* Stated exercise: Can you rewrite the part of the speaker-troubleshooting thread below that opens with the words containing "## baron (Oct" and closes with "(Oct 23, 2012)", putting "laptop" wherever "computer" appears?

[BEGIN Reading passage]

# Bass Speaker going crazy?



## baron (Oct 22, 2012)

Back on 7-5-12 I asked a question about speakers losing sound. Received some great ideas to check. Well after a couple of months I found the problem it was unpluged. Silly me! Now I'm having another problem, when I plug speakers in the bass goes crazy. I get all sort of noise and you can even see the bass throbing. I have searched my computer and sound systems but can find nothing. Now my bass speaker goes crazy with it being off and worse when turned on. It's like something is reveberating through it as I said even when off.

Any suggestions would be helpful, thank you.


----------



## Rich Koster (Oct 23, 2012)

Since it appears to be doing it with the computer turned off, I can think of three things off the top of my head, without seeing it.

1) The audio input line is acting like an antenna, due to poor shielding or grounding, and picking up some sort of stray signal.

2) There is a bad electrolytic coupling capacitor, somewhere in the circuitry leading up to, or in the amp.

3) A ground loop.

[END Reading passage]
[BEGIN Supplied entries]

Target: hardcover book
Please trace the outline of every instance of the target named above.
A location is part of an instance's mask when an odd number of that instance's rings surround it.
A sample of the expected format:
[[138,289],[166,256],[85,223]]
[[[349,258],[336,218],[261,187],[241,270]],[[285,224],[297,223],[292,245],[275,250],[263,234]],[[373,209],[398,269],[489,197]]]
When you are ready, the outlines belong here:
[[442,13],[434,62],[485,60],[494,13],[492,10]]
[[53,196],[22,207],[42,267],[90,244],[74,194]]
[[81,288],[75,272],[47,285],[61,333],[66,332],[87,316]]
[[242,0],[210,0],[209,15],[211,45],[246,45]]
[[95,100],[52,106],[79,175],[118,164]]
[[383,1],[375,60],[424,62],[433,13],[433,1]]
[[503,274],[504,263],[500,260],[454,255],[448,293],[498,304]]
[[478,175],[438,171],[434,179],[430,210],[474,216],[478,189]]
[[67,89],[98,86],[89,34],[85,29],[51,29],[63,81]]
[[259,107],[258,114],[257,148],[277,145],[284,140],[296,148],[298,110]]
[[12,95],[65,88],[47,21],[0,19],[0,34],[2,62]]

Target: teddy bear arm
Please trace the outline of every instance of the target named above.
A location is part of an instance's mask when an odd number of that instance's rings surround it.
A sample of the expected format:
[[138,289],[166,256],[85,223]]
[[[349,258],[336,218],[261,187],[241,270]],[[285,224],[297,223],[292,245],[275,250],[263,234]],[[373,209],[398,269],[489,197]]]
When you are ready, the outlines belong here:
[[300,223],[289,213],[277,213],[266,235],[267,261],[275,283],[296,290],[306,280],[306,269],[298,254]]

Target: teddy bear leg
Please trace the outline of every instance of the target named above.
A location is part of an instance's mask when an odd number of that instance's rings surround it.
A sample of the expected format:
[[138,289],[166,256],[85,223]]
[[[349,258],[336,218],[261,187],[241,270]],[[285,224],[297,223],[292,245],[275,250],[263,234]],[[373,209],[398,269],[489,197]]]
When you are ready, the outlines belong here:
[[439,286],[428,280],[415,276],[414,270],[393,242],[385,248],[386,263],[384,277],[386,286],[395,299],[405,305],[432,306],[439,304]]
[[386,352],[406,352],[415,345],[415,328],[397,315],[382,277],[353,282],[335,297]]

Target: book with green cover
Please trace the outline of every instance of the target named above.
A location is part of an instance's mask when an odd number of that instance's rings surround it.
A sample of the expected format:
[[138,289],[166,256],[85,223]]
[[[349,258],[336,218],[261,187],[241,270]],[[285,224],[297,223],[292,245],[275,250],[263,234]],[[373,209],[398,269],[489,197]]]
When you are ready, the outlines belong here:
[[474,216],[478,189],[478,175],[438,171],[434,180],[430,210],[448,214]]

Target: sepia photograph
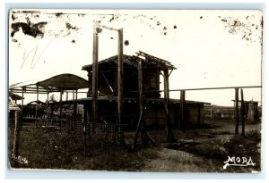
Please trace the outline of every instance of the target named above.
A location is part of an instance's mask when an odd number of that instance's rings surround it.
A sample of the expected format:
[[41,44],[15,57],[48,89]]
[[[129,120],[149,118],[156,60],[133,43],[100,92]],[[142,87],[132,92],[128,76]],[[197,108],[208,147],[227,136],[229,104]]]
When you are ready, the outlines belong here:
[[262,171],[263,12],[12,9],[8,168]]

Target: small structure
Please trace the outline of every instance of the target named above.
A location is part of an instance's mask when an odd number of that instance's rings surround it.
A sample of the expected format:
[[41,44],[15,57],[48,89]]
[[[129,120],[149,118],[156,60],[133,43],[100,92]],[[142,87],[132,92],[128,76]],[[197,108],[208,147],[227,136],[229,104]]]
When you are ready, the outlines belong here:
[[[142,65],[142,66],[141,66]],[[143,52],[123,55],[123,123],[126,129],[137,128],[141,111],[144,128],[183,128],[180,122],[180,100],[169,96],[169,76],[176,68],[168,61]],[[92,64],[82,69],[92,82]],[[117,55],[98,62],[98,123],[117,123]],[[160,78],[164,80],[164,98],[161,97]],[[84,121],[91,122],[92,87],[87,98],[78,100],[84,106]],[[206,103],[185,101],[186,128],[197,128],[203,122],[202,110]],[[180,125],[181,124],[181,125]]]

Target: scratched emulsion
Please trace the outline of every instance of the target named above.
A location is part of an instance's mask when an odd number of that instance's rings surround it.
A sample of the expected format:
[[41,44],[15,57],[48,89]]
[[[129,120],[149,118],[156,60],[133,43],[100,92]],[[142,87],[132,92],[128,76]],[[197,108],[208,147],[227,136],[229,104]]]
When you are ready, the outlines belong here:
[[221,17],[221,21],[223,22],[224,27],[228,29],[229,33],[232,35],[239,35],[241,38],[247,41],[262,42],[262,36],[258,36],[256,39],[255,35],[260,35],[263,31],[263,19],[259,23],[254,23],[254,15],[247,15],[244,18],[235,17]]

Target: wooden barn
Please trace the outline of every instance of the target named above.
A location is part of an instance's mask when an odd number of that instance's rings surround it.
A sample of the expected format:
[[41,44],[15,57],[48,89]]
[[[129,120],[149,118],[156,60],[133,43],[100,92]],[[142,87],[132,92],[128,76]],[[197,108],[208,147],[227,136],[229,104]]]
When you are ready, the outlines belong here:
[[[143,111],[143,122],[148,129],[198,128],[203,123],[205,103],[185,101],[184,121],[180,121],[180,100],[169,98],[169,76],[176,68],[168,61],[143,52],[123,55],[122,124],[134,130]],[[92,64],[82,69],[92,83]],[[98,123],[117,122],[117,55],[98,62]],[[161,97],[160,77],[163,77],[165,97]],[[141,83],[141,84],[140,84]],[[141,96],[140,96],[141,95]],[[92,86],[87,98],[78,99],[83,104],[83,121],[92,122]],[[143,101],[141,101],[143,98]],[[143,109],[143,110],[142,110]],[[169,122],[169,124],[167,124]]]

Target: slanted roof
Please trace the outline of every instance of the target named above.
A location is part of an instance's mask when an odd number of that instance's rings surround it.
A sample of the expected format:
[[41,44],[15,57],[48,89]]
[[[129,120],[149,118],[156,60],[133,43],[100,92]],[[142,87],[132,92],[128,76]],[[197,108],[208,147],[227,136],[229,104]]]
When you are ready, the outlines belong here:
[[58,89],[82,89],[88,88],[90,83],[88,80],[74,74],[60,74],[50,79],[37,83],[39,87],[51,87]]
[[11,91],[9,91],[9,96],[11,96],[11,98],[13,100],[22,100],[22,96],[19,96],[17,94],[13,94]]
[[39,89],[39,94],[48,94],[49,92],[59,92],[62,90],[73,90],[89,88],[91,87],[88,80],[74,75],[74,74],[60,74],[51,77],[48,79],[30,82],[30,83],[18,83],[9,87],[10,91],[13,93],[34,93],[36,94]]
[[[143,52],[139,51],[136,53],[137,55],[123,55],[123,62],[134,67],[137,67],[137,63],[139,61],[145,62],[146,64],[157,65],[160,70],[175,70],[177,68],[171,64],[171,62],[165,61],[163,59],[157,58],[151,54],[145,54]],[[104,59],[102,61],[98,62],[98,64],[104,63],[117,63],[117,55],[111,56],[109,58]],[[92,71],[92,64],[84,65],[82,68],[82,71]]]

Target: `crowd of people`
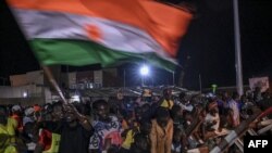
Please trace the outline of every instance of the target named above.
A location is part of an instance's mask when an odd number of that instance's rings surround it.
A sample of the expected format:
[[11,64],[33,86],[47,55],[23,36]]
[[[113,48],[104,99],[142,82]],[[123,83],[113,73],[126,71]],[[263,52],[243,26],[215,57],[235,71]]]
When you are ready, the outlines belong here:
[[[272,105],[269,92],[123,97],[0,105],[0,153],[181,153],[212,149]],[[268,116],[271,118],[271,116]],[[258,127],[255,127],[258,128]],[[223,135],[224,133],[224,135]],[[271,130],[265,135],[271,135]],[[220,137],[222,136],[222,137]],[[230,149],[232,150],[232,149]]]

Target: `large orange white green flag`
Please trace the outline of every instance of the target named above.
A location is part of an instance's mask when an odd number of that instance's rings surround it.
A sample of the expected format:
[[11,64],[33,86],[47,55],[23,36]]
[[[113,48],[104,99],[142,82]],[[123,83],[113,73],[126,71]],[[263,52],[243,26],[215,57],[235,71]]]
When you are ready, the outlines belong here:
[[191,14],[154,0],[7,0],[44,65],[146,60],[171,69]]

[END Supplied entries]

* Task output:
## baron (Oct 22, 2012)

Back on 7-5-12 I asked a question about speakers losing sound. Received some great ideas to check. Well after a couple of months I found the problem it was unpluged. Silly me! Now I'm having another problem, when I plug speakers in the bass goes crazy. I get all sort of noise and you can even see the bass throbing. I have searched my laptop and sound systems but can find nothing. Now my bass speaker goes crazy with it being off and worse when turned on. It's like something is reveberating through it as I said even when off.

Any suggestions would be helpful, thank you.


----------



## Rich Koster (Oct 23, 2012)